## Task goal
Reproduce the lines below word for word, beginning with the line that contains "Where can the white chair" and ending after the line that contains "pixel 268 223".

## Data rows

┌──

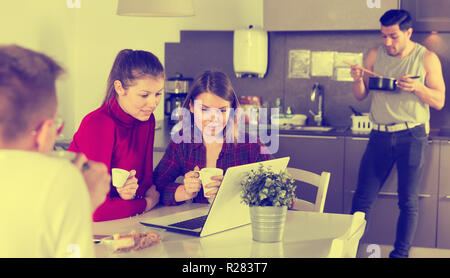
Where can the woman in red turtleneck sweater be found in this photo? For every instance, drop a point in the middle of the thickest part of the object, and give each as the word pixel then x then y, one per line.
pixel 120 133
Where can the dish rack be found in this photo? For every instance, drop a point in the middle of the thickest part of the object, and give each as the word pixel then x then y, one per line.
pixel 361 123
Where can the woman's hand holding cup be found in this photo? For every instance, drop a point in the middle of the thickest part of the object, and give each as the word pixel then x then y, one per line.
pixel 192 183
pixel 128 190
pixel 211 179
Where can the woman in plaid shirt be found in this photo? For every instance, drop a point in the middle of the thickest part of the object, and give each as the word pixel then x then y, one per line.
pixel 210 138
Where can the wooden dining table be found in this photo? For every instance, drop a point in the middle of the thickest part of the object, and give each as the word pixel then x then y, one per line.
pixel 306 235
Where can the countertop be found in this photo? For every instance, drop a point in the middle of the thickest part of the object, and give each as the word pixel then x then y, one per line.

└──
┌──

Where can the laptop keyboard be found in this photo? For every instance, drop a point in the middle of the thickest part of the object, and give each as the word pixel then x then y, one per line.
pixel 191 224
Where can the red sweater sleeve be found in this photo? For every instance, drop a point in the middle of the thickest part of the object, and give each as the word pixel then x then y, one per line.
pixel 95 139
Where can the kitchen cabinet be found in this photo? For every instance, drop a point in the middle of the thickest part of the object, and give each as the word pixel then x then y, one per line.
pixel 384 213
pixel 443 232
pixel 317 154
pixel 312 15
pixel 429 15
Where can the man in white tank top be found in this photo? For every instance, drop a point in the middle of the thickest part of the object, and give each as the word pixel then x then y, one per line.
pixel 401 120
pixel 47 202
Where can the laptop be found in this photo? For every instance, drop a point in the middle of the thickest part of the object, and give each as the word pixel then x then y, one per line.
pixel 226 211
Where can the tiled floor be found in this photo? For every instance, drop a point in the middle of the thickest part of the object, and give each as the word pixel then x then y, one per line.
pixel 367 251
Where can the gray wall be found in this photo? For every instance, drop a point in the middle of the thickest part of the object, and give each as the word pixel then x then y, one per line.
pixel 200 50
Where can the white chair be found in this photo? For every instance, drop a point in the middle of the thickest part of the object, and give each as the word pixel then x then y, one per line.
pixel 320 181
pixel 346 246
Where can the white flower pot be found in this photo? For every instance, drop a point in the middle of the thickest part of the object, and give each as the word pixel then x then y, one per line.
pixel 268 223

└──

## Solution
Where can the white chair be found in this photo? For every instance, drop a point in the middle of the thickest part of the object, and give each as the word pixel then x then y, one per line.
pixel 320 181
pixel 346 246
Where can the white flower pot be found in this photo? For every instance, drop a point in the middle of the thickest part of the object, and give each as the word pixel then x then y, one per line.
pixel 268 223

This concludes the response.